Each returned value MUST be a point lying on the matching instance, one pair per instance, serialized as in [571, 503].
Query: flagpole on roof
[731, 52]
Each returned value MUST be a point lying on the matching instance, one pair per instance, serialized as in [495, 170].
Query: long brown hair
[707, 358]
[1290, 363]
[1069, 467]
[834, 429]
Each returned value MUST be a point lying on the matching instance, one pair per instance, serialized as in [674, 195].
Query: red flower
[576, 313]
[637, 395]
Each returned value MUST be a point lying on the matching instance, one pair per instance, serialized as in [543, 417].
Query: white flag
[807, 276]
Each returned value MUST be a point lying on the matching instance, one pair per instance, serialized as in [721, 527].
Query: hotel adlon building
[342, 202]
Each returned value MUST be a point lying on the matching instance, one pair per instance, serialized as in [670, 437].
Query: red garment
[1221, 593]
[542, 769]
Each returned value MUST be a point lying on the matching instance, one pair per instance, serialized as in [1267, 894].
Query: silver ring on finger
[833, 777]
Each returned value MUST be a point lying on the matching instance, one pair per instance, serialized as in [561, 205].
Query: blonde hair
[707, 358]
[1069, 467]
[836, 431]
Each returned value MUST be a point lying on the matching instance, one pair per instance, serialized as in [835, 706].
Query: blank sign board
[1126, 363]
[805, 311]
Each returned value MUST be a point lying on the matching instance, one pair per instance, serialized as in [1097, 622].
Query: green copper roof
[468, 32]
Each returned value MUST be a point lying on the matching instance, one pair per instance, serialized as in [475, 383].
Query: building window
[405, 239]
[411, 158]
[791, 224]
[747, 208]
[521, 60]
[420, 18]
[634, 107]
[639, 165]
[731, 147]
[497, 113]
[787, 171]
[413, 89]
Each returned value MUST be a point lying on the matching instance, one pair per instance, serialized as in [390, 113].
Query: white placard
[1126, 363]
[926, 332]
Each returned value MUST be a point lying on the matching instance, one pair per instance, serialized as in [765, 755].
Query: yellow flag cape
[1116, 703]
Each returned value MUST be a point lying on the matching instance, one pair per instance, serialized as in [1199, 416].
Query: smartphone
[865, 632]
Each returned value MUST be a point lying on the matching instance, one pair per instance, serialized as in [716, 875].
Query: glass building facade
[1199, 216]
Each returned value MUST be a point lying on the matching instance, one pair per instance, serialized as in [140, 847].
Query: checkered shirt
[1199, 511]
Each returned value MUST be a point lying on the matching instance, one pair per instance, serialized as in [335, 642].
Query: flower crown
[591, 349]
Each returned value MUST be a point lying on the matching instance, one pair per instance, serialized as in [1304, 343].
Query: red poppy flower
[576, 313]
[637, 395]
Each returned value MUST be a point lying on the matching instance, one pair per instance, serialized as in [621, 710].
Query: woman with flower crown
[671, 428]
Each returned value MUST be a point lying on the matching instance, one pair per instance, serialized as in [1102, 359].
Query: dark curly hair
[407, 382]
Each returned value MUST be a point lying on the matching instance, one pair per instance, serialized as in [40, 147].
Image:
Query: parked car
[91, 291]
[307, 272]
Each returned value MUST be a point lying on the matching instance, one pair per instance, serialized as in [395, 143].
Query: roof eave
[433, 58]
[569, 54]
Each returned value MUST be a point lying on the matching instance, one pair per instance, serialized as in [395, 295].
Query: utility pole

###

Written exercise:
Rewrite the records from the line containing "in [621, 710]." through the end of the records, requests included, offsetting every point coordinate in the answers by adding 33. Leave the numbers in the requests and their sample pairs unchanged.

Output of the exercise:
Each returned value MUST be a point lying on the matching instance, one pair per instance, serialized as in [621, 710].
Query: woman with flower crown
[704, 461]
Each returned value MUST be a point lying on the matching instance, one pair per instance, serialized as in [1102, 359].
Query: dark curly hair
[440, 415]
Each returned value MUST be a point lying on the matching instance, one pair per instance, serialized as in [40, 147].
Image:
Query: parked car
[124, 324]
[340, 305]
Each returned value MUST be a point lying on the matching instance, one pair per instance, serialized as in [395, 143].
Query: roof eave
[466, 91]
[602, 87]
Each returned value MUST be a point lying on the matching instance, one pair per instance, serialized as in [395, 295].
Query: utility pole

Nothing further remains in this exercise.